*Fragmento del texto*.

Lo que sí es obligatorio es tener un buen vaso de vodka a la mano si uno se anima a leerlos. Para aceptar la sencilla pregunta rusa que sólo tiene una respuesta posible: “¿Y si bebiéramos un vodka?”. Por que en cada página de los cuentos de Pushkin, de Tolstoi, de Chéjov, de Gogol aparecen los vasos tintineantes, las tentaciones, los hombres que “tienen una borrachera como un castillo”.
Para escribir esta página me di a la tarea de esculcar algunos libros rusos, dejar correr sus páginas entre los dedos y parar de improviso. Ese método me entregó sin dificultad una buena colección de hombres convertidos en odres. Se puede empezar por un sepulturero hijo de Pushkin a quienes sus compañeros de fiesta, panaderos, sastres, encuadernadores, miran con cierta sorna macabra: “¿Qué te pasa amigo? Bebe a la salud de tus muertos”. El enterrador termina borracho como todos, pero sus sueños son diferentes, podrían llamarse “memorias del subsuelo”. Sus últimos clientes lo visitan y reclaman por el ataúd de pino que hizo pasar por roble.
Luego está un maestro de postas, al mismo tiempo jefe de establo y de posada, que termina su vida en una taberna luego de que su hija escapara con un húsar pederasta. Todos los días termina tambaleante y perseguido por el mismo coro infantil: “Abuelo, abuelo, ¿tienes nueces?”. Un libro más tarde Chéjov entrega un cochero abatido por la nieve y la tristeza, blanco como un fantasma. Sólo quiere contarles a sus dos pasajeros, borrachos cómo no, que su hijo murió en la mañana. Los gritos y los chistes flojos le impiden el desahogo.

*Consigna*. Continúe el texto sobre los borrachos de los cuentos rusos a partir de su última oración.

*Datos proporcionados*.
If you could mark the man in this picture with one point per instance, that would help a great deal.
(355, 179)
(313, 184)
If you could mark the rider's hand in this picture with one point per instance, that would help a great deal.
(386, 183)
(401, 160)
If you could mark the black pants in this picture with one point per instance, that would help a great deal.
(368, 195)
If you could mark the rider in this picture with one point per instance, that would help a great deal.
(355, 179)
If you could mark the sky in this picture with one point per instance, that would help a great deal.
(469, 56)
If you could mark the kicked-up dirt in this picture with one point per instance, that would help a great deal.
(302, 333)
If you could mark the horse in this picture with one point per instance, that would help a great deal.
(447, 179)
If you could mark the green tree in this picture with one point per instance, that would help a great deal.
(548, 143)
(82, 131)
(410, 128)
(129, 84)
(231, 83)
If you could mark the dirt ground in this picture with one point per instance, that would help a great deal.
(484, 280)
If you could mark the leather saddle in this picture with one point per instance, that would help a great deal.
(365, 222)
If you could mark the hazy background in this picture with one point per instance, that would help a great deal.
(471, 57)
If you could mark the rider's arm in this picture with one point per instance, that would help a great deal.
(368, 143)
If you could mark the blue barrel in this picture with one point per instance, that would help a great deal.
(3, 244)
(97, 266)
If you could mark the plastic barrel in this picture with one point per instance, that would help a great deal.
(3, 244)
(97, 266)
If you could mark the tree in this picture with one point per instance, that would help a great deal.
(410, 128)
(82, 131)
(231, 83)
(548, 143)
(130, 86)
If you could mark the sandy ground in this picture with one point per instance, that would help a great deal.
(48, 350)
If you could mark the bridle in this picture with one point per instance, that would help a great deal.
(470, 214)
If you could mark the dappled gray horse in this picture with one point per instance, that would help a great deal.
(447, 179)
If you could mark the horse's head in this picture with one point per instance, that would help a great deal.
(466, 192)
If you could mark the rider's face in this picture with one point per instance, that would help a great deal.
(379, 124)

*Respuesta esperada*.
Para ayudar a la comedia el mismo Chéjov tiene un actor de teatro que emprende una borrachera a cuatro actos antes de subir a escena, y obliga a su empresario a emplear un método de desintoxicación que incluye golpes y vodkas de más. Tolstoi prefiere borrachos de uniforme. En Los dos húsares un comisario de policía recién reelegido grita a sus compañeros de borrachera: “¡Champaña, champaña! Preparé el baño de champaña para bañarme… Me gusta la distinguida sociedad de la nobleza”. Por su parte, el oficial de caballería, ya bizco de vodka, intenta convencer a una gitana de escapar en su compañía.
Ahora puedo leer con más certeza la noticia que apareció hace días en los despachos internacionales: 1.200 rusos se han ahogado en los últimos dos meses a causa del calor y el alcohol. En un solo día se ahogaron 49 en lagos, ríos y mares. El calor de 37 grados los empuja a las orillas y el placer de una tarde soleada los empuja al vodka. Tambaleantes, sin que nadie los empuje, van a dar al fondo de los lagos o los ríos o los mares. Con la piedra de una buena rasca amarrada al cuello. Como médico del pueblo en general escribía Chéjov: “En los pequeños pueblos del Norte, donde la vida es más que en ningún otro sitio la antesala de la muerte, el vodka es el compañero imprescindible que te quita el frío, te ayuda a sobrellevar las muchas penas... Beben porque están cansados de la rutina, porque la vida que llevan no es vida; porque no tienen dónde ir, nada que hacer; beben porque querrían salir y empezar de nuevo”.
Se alejan de la realidad los grandes literatos rusos. Nos ponen siempre a sus borrachos en medio de nevadas y ventiscas, de pueblos pantanosos y tristes. Saber que los bebedores rusos pueden estar a las orillas de un lago azul y luminoso, como si vivieran en una novela francesa.